======== Data to examine

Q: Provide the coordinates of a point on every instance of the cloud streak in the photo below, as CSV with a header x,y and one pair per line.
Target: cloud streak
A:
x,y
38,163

================

→ **About this task**:
Make sure that every entry above is copied out exactly as it stands.

→ **Result for this task**:
Q: Provide the coordinates of a point on every instance of the cloud streak in the photo below, as CSV with a header x,y and one pair per line.
Target: cloud streak
A:
x,y
38,163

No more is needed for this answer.